> [Problem to work on]: Retype all of the records below exactly as they appear, and leave the pictures out of your copy.

> [Dataset content]:
---------------
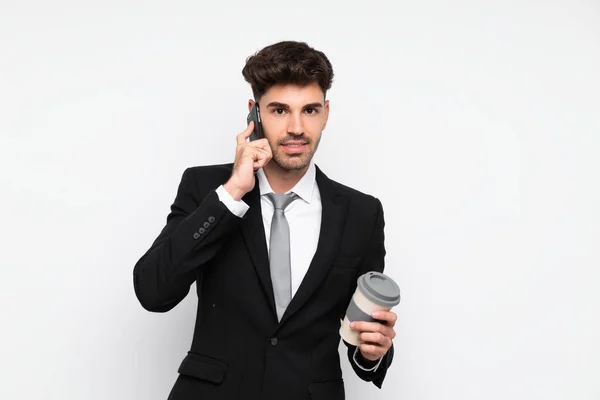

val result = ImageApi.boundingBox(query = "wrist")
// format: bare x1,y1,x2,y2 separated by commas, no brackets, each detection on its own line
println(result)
223,181,246,201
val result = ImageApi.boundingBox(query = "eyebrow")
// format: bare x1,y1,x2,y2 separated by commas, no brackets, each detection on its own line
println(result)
267,101,323,111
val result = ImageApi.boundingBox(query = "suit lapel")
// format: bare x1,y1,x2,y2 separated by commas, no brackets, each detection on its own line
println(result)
241,183,277,315
280,167,348,324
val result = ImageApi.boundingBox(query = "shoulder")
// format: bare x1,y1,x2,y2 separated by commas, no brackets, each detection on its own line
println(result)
181,163,233,192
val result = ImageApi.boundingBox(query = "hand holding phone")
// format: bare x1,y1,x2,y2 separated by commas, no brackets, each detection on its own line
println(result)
246,102,265,142
223,103,273,200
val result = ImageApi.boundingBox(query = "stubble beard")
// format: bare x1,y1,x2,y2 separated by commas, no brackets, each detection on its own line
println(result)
271,136,321,171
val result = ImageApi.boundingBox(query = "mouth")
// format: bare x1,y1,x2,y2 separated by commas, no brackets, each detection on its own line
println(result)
281,141,308,154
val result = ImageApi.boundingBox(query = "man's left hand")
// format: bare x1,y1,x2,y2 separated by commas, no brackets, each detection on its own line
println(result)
350,311,398,361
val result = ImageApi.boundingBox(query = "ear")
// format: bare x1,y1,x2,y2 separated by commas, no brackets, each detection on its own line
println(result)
321,100,329,131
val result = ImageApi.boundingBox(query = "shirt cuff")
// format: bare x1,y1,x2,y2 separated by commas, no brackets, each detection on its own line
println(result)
352,347,383,372
216,185,250,218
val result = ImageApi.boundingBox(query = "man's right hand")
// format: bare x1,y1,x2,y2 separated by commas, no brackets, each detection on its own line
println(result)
223,121,273,200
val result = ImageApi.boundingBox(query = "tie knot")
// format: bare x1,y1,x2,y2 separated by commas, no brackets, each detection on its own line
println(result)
267,193,298,210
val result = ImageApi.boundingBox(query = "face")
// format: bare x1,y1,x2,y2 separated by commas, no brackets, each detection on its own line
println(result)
248,83,329,171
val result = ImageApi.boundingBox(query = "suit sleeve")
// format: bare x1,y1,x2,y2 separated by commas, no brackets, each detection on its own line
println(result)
344,199,394,388
133,168,242,312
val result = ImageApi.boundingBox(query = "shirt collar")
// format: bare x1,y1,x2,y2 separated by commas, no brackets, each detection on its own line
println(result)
256,160,317,204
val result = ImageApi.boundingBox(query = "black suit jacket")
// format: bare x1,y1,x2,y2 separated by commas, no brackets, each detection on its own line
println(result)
133,164,393,400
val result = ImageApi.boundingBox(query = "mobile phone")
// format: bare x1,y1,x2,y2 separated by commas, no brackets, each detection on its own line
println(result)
---------------
> [Response for this exercise]:
val result = ImageApi.boundingBox(query = "wrist")
// format: bare x1,y1,x2,y2 separated by commas, no brackets, each detection on its own line
println(result)
223,181,246,201
val result = ImageApi.boundingBox(query = "eyebrow")
// format: bare x1,y1,x2,y2 separated by commas, no brackets, each detection on its own line
println(result)
267,101,323,111
val result = ImageApi.boundingBox(query = "suit lapel")
// format: bare x1,y1,x2,y2 separated by commas, no brackets, each detection on its own line
println(result)
241,183,277,315
280,167,348,324
val result = ImageApi.boundingBox(query = "shoulder")
// format: bare x1,y1,x2,y2 separated by commas, no brackets, each detection on its own line
println(result)
181,163,233,192
val result = ImageApi.boundingBox(query = "hand holding phone")
// format: bare x1,y1,x2,y2 separated by commas, no brackets, each detection on its own line
println(result)
246,102,265,142
223,103,273,200
val result = ImageApi.boundingBox(query = "stubble beard")
// format: bare x1,y1,x2,y2 separated by commas, no brackets, each detection on its own line
println(result)
271,136,321,171
val result = ImageApi.boundingBox(query = "mouth")
// format: bare x1,y1,x2,y2 separated by commas, no brackets, each detection on its own line
println(result)
281,141,308,154
val result = ImageApi.boundingBox(query = "man's left hand")
// format: bare x1,y1,x2,y2 separated by commas, no brackets, each detection on its own line
println(result)
350,311,398,361
val result = ImageApi.boundingBox(query = "ear")
// format: bare x1,y1,x2,y2 separated by commas, no brackets, each detection on its own line
println(result)
321,100,329,131
val result = ImageApi.boundingBox(query = "shirt cuff")
// format: bare x1,y1,x2,y2 separated by commas, no brackets, each detection on its own line
println(result)
352,347,383,372
216,185,250,218
val result = ImageApi.boundingBox(query = "man's right hand")
// format: bare x1,y1,x2,y2 separated by commas, no brackets, each detection on its own line
println(result)
223,121,273,200
val result = ImageApi.boundingBox(query = "tie knot")
// format: bare x1,y1,x2,y2 separated by commas, no brackets, each detection on its own line
println(result)
267,193,298,210
val result = ImageApi.boundingBox(query = "face")
// format: bare x1,y1,x2,y2 separated by commas, no brackets, each detection on its own line
println(result)
248,83,329,171
val result = ImageApi.boundingBox(query = "suit sleeve")
// format: bare x1,y1,x2,y2 separated by commas, no brackets, each detection on its own line
println(result)
344,199,394,388
133,168,242,312
val result = ImageApi.boundingBox(query = "shirt collar")
// format: bare x1,y1,x2,y2 separated by commas, no brackets, each detection on its own line
println(result)
256,160,317,204
val result = ImageApi.boundingBox(query = "black suit jacket")
// format: bare x1,y1,x2,y2 separated by commas, no brackets, each detection on its own line
println(result)
133,164,393,400
val result = ImageApi.boundingBox(query = "mobile phone")
// format: bare x1,y1,x2,y2 separated by commas, no brackets, each detection on its own line
println(result)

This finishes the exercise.